Directions:
- 1) Translate into Spanish the following sentence from the email about standby keepalive messages: "Another problem is that it sometimes subtracts two slave timestamps, and sometimes subtracts a master timestamp from a slave timestamp."
- 2) Answer these questions from the email about standby keepalive messages:
(a) On what date was the message sent?
(b) According to the quoted passage, what does the proposed definition of apply delay assume about the clocks?
(c) To which lists was the message posted?

Re: Re: [COMMITTERS] pgsql: Send new protocol keepalive messages to standby servers.

From: Robert Haas <robertmhaas(at)gmail(dot)com>
To: Simon Riggs <simon(at)2ndquadrant(dot)com>
Cc: Fujii Masao <masao(dot)fujii(at)gmail(dot)com>, PostgreSQL-development <pgsql-hackers(at)postgresql(dot)org>
Subject: Re: Re: [COMMITTERS] pgsql: Send new protocol keepalive messages to standby servers.
Date: 2012-06-11 16:06:25
Message-ID: CA+TgmoZLWgr0StwDMxxmN2fmS57EX7vryQP3Pda5B6Ap0DbHPQ@mail.gmail.com
Views: Raw Message | Whole Thread | Download mbox | Resend email
Thread:
Lists: pgsql-committers pgsql-hackers

On Tue, Jun 5, 2012 at 4:51 PM, Simon Riggs <simon(at)2ndquadrant(dot)com> wrote:
> We might want to have a different definition of apply delay for
> different purposes, so an improved definition of apply delay doesn't
> necessarily mean changing standby delay mechanism.
>
> An improved definition of apply delay would be, IMHO
> if (XLByteLE(receivePtr, replayPtr))
>    return 0;
> if (recoveryLastXTime > currentChunkStartTime)
>  then LastKnownTS = LastAppliedTS
>  else
>         LastKnownTS = StartChunkTS
> ApplyDelay = TimestampDifference(LastKnownTS, GetCurrentTimestamp()….);
>
> Which assumes the clocks are in sync. It also doesn't give very useful
> answers when no commits are occurring, and can hide the effects of
> large amounts of WAL generated by VACUUMs. So we need a better
> definition.

Another problem is that it sometimes subtracts two slave timestamps,
and sometimes subtracts a master timestamp from a slave timestamp. If
we're assuming that the clocks must be in sync, you could argue that's
OK, but I think it will lead to weird edge-case behavior.

Data lines:
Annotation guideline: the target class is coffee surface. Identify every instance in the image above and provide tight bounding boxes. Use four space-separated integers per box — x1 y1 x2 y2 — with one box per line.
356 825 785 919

* * *

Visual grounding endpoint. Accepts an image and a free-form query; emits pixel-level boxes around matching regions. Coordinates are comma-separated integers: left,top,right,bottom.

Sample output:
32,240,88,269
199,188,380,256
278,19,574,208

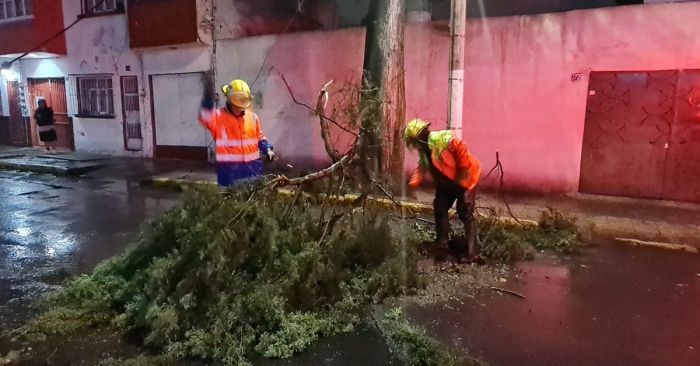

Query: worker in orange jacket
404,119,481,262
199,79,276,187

Solutions to the exercise:
- 1) Otro problema es que a veces resta dos marcas de tiempo del esclavo y a veces resta una marca de tiempo del maestro de una marca de tiempo del esclavo.

- 2)
(a) 2012-06-11
(b) It assumes the clocks are in sync.
(c) pgsql-committers and pgsql-hackers